**Selected text**
Most data breaches that occur in the health care industry are caused by individuals inside the affected organizations, according to Verizon's latest annual Data Breach Investigation Report.
For the report, analysts reviewed more than 53,000 security incidents and more than 2,200 breaches that occurred across various industries, including health care.
The report identified 536 breaches and 750 security incidents that occurred among health care organizations in 2017. According to the report, 56% of breaches that occurred in the health care industry in 2017 resulted from individuals inside the affected organizations. The figure marked the first time that insider threats spurred the majority of breaches that occurred in the health care—or any other—industry since Verizon first started tracking the statistics, Axios' "Vitals" reports.
But not all "insider threats" involved individuals deliberately undermining their organization's security. According to the report, 35% of inside breaches in the health care industry were attributed to human error, such as clicking on a phishing email, while 24% were attributed to misuse. The report found that as many as 13% of health care industry breaches were caused by insiders who were "driven by fun or curiosity," such as viewing information on a celebrity patient.
Insiders are often the 'weakest link' in an organization's security, expert says
Bryan Sartin, Verizon's executive director of security professional services, said health care organizations should better educate their workers about their role in preventing cyber-related crime. "Employees should be a business' first line of defense, rather than the weakest link in the security chain," Sartin said. He added, "Ongoing training and education programs are essential. It only takes one person to click on a phishing email to expose an entire organization."

**Information**
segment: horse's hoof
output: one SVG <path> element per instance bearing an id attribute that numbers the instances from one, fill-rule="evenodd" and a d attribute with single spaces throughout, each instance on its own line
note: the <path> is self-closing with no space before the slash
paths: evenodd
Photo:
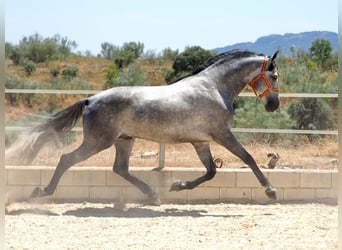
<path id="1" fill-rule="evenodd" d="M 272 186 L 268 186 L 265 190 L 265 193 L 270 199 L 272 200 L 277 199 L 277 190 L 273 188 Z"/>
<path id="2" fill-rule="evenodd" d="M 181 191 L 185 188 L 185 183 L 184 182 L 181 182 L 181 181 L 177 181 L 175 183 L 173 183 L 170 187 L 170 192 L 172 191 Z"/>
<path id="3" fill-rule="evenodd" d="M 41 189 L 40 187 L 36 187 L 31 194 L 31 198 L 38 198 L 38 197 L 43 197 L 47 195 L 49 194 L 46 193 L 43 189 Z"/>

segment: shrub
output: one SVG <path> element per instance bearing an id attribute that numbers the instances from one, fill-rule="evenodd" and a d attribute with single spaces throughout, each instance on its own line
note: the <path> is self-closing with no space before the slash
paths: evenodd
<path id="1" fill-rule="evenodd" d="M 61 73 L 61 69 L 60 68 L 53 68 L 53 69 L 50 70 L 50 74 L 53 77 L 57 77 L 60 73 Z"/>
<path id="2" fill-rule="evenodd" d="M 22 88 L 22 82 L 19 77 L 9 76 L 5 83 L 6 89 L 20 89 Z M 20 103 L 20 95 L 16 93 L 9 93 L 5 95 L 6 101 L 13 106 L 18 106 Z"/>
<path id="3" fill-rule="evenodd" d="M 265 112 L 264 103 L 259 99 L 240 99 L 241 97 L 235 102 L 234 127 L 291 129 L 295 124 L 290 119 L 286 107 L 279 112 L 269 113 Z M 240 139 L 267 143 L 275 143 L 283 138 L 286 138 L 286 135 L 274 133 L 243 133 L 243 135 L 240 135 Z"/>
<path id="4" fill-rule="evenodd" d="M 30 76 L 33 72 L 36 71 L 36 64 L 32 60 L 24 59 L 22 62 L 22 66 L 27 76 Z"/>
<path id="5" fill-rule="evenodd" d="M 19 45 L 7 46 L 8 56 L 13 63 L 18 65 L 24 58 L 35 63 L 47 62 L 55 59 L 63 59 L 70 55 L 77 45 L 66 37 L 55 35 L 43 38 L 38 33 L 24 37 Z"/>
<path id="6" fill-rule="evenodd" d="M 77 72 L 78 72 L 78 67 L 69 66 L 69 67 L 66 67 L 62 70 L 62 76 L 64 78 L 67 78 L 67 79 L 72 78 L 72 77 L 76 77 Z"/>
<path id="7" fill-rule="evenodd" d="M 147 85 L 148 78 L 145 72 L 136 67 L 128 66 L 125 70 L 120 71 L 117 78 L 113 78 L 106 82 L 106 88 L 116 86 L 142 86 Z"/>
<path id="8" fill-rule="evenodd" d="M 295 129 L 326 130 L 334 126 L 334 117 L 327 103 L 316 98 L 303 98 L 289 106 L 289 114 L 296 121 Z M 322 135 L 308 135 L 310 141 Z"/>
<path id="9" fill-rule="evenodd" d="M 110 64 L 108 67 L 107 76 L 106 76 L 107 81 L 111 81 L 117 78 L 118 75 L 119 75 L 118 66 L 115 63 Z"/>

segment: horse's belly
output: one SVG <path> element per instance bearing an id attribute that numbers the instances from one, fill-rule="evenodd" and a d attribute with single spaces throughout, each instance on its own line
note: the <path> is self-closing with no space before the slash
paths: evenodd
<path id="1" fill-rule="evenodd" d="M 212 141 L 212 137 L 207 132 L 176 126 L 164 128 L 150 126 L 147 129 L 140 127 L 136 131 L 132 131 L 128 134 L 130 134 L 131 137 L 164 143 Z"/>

...

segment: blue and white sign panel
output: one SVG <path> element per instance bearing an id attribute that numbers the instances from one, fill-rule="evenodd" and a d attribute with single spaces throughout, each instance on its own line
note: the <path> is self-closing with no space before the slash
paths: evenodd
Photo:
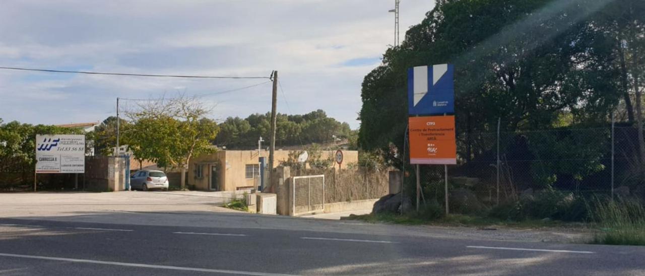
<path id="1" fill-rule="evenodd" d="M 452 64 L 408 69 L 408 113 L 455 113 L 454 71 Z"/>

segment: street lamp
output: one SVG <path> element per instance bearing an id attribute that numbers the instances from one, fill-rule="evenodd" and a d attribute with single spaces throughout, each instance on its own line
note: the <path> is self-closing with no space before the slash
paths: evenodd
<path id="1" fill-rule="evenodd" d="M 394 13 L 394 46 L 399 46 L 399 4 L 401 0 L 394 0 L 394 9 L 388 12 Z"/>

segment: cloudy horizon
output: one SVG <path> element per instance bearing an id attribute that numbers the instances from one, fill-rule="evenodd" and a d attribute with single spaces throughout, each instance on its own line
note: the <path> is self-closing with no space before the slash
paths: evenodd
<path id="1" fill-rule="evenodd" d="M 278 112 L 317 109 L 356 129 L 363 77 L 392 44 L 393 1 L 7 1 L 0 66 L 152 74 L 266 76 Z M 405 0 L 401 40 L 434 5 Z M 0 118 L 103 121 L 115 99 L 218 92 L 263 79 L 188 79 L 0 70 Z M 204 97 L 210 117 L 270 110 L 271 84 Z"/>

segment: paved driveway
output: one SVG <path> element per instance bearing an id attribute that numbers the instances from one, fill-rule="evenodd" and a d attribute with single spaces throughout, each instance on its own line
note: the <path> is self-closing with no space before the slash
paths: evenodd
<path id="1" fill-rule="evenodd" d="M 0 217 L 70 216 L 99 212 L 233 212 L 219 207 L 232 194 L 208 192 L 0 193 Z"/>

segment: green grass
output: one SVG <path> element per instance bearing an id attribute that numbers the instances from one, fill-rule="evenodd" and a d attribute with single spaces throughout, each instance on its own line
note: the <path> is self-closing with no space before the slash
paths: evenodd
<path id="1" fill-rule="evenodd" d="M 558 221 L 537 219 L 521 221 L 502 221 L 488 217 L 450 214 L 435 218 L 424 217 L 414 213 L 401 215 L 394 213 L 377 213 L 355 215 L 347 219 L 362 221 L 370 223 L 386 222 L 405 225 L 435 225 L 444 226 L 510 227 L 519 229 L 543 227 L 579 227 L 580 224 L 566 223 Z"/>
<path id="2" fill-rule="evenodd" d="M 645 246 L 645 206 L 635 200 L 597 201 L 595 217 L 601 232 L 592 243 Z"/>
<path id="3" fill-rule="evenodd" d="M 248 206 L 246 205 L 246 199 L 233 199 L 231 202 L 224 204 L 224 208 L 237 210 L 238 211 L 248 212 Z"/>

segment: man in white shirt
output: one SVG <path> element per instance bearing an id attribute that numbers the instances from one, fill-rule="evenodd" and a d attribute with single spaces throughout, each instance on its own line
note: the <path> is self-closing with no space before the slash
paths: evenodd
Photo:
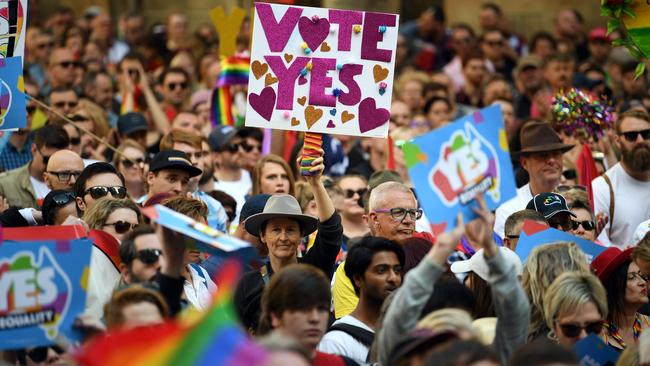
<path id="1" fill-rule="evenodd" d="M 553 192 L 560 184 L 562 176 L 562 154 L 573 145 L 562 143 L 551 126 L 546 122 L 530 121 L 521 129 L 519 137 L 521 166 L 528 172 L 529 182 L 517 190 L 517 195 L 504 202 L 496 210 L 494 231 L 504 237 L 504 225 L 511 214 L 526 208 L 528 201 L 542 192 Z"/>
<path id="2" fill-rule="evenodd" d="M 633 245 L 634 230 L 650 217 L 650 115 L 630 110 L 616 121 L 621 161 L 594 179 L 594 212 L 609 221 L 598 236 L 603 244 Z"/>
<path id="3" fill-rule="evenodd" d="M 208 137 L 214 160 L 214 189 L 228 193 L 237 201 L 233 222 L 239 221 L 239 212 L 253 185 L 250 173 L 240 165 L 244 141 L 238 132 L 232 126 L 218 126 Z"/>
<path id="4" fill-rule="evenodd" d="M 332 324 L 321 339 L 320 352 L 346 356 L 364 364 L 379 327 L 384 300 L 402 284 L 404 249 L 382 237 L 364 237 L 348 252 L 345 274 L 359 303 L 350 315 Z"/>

==

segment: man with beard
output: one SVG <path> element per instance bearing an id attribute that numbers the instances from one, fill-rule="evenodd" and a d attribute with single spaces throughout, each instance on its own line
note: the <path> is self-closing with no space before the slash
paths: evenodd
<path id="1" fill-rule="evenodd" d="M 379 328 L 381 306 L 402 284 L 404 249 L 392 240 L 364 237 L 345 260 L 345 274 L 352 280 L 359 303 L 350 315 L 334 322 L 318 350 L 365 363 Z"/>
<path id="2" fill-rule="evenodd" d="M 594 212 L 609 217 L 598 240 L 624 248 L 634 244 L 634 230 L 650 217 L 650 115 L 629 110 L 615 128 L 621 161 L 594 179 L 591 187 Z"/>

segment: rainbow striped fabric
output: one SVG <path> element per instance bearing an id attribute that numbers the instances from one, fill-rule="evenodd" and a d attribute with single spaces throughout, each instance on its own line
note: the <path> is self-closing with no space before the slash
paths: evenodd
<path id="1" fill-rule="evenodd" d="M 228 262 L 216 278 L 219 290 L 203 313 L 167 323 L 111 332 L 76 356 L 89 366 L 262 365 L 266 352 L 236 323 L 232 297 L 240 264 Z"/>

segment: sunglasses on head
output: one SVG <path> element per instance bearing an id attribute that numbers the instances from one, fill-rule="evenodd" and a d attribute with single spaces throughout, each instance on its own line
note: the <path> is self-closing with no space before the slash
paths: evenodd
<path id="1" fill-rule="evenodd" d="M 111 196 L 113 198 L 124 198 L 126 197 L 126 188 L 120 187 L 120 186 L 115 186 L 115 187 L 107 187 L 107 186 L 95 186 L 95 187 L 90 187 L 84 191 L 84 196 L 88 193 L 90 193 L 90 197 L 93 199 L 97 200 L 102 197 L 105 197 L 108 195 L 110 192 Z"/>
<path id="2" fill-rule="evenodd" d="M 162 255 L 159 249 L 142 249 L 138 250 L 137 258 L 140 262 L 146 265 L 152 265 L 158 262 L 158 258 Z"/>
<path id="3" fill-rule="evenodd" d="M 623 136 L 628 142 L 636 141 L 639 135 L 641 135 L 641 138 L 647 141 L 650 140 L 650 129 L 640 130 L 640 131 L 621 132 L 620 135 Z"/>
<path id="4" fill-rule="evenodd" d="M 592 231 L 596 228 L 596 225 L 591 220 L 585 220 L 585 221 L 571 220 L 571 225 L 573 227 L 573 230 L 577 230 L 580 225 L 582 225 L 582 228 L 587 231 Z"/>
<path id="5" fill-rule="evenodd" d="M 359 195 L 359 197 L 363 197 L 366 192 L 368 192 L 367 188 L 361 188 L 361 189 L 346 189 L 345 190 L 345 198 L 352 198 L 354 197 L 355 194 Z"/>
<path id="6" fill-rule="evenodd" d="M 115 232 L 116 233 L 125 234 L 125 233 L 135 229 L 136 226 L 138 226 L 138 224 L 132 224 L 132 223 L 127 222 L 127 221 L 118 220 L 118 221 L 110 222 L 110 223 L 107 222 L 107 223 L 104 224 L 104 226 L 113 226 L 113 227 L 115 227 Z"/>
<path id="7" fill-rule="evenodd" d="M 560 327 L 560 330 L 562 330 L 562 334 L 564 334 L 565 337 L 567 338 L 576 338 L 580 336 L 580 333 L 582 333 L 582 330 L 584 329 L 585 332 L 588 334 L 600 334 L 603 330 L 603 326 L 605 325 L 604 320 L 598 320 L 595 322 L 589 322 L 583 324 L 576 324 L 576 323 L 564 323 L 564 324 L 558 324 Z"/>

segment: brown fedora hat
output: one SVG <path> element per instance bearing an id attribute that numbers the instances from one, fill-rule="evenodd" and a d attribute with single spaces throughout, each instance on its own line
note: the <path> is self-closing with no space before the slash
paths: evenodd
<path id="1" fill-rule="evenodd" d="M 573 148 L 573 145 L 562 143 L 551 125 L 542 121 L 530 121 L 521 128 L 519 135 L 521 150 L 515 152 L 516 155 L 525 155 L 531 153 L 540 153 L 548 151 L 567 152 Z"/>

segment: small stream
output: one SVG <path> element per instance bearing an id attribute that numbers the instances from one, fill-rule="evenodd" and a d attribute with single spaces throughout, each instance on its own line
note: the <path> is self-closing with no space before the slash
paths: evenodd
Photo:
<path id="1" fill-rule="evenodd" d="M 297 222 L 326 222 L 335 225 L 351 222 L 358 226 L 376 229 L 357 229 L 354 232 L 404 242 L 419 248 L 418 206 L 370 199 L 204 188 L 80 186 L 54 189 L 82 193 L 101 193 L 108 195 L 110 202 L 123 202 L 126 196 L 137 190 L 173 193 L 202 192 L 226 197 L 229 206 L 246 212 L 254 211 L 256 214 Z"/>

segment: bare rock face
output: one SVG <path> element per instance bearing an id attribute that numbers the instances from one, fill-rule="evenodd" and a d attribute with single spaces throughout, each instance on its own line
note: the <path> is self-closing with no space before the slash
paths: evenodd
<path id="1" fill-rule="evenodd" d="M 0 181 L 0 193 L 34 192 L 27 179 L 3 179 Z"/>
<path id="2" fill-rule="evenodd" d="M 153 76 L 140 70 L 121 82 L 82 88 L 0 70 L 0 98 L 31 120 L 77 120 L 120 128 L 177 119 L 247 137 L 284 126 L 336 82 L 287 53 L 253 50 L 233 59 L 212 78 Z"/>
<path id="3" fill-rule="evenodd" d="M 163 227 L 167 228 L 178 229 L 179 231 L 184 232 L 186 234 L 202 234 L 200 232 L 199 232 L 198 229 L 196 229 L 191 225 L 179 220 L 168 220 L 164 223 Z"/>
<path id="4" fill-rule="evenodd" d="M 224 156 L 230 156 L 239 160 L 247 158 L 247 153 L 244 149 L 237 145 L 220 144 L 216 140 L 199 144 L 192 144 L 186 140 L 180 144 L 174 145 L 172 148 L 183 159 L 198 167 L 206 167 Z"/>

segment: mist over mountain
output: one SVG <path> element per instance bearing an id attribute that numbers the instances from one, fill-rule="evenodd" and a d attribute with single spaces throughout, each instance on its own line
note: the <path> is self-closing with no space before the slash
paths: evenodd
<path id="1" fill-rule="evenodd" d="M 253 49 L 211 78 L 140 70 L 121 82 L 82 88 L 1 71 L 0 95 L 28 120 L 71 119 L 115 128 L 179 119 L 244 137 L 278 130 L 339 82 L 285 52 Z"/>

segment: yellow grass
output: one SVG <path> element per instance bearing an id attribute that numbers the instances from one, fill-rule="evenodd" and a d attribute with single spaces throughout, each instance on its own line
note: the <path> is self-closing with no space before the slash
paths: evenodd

**Task statement**
Answer these questions using the text on health care data breaches.
(a) How many breaches among health care organizations in 2017 did the report identify?
(b) What percentage of inside breaches in the health care industry were attributed to human error?
(c) What is Bryan Sartin's position at Verizon?

**Response to this exercise**
(a) 536
(b) 35%
(c) Executive director of security professional services